- What you should do:
Among the entries that follow, find every line with the word "windshield" and list it.

(Saved entries)
- - - -
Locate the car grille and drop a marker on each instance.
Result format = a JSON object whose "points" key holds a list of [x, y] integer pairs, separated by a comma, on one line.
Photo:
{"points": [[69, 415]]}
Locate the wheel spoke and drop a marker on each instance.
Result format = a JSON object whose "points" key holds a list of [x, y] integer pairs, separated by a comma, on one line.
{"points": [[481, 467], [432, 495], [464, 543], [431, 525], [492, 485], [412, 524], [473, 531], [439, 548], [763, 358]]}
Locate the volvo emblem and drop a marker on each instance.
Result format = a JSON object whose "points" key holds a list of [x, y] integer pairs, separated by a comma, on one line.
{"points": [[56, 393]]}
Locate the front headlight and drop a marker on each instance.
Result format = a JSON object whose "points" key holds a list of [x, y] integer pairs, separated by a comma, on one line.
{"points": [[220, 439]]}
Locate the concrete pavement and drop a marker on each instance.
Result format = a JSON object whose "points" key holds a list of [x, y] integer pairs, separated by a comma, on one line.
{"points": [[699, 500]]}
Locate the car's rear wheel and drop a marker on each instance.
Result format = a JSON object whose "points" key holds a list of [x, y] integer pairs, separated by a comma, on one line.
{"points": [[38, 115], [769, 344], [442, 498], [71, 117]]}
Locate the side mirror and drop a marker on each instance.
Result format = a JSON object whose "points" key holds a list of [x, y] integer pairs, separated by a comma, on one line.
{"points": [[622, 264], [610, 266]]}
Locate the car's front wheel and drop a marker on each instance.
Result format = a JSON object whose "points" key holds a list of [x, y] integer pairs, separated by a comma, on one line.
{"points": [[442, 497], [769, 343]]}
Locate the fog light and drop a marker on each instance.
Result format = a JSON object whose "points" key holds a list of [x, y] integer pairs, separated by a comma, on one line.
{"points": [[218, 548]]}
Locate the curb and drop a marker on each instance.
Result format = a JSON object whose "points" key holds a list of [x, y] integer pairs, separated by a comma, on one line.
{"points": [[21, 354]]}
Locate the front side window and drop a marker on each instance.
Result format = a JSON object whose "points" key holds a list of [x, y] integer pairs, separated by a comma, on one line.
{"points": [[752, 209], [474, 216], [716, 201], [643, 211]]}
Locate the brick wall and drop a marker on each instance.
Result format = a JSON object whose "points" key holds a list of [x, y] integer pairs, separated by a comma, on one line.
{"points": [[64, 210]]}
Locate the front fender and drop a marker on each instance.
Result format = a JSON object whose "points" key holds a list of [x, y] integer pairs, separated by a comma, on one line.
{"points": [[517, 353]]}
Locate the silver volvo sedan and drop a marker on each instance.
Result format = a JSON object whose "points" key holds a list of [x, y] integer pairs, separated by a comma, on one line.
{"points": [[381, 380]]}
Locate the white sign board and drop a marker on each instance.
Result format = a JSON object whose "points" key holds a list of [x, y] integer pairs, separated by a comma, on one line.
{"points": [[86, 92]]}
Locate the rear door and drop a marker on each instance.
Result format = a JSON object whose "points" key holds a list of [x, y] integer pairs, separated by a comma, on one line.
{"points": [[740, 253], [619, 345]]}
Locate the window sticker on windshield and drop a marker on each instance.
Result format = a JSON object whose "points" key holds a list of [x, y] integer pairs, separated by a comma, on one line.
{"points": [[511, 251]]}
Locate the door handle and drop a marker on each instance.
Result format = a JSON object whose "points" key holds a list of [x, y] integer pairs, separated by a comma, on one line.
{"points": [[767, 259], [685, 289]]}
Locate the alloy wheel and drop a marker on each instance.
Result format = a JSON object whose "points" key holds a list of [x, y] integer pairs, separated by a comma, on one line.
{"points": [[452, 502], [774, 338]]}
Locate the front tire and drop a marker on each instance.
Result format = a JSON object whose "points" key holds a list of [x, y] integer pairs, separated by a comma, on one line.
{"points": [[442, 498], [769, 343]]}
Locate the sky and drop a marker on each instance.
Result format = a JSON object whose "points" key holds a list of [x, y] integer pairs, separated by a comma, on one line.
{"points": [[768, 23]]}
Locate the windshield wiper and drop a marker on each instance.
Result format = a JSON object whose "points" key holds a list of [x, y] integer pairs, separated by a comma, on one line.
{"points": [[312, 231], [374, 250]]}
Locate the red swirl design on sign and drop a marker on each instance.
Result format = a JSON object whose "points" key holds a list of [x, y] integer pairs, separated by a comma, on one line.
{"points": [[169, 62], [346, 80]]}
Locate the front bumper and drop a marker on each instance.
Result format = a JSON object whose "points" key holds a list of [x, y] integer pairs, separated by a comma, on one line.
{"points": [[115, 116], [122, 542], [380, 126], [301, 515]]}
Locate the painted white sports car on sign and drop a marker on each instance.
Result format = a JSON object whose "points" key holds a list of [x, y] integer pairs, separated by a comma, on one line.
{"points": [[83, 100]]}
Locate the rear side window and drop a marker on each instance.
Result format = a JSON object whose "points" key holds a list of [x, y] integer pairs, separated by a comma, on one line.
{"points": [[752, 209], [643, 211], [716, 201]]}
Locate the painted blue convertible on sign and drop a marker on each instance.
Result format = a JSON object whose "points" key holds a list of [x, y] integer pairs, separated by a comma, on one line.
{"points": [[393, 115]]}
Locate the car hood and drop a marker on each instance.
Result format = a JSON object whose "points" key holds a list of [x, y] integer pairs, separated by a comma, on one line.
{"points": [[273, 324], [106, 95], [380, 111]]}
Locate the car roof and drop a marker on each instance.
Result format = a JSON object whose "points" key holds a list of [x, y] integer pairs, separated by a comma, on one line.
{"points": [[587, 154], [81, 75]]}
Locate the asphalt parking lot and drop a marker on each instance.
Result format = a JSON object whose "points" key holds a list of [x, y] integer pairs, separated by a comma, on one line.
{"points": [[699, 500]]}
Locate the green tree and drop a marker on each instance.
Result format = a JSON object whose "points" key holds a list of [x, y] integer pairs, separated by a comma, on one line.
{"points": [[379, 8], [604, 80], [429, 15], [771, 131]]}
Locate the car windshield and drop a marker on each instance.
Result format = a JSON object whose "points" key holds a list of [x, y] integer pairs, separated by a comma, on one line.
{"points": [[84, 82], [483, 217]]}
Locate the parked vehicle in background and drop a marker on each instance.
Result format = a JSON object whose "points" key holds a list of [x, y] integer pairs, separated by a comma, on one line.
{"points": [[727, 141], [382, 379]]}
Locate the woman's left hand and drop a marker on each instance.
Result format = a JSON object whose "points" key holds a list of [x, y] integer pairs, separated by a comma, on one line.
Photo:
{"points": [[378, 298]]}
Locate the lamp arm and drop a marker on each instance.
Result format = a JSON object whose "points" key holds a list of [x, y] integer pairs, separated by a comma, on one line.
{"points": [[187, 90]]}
- - - -
- Exercise answer:
Locate the window sticker on windshield and drop a marker on each instance.
Locate the windshield wiper and drop a marker on each instance.
Locate the car windshield and drop a marker on each instance.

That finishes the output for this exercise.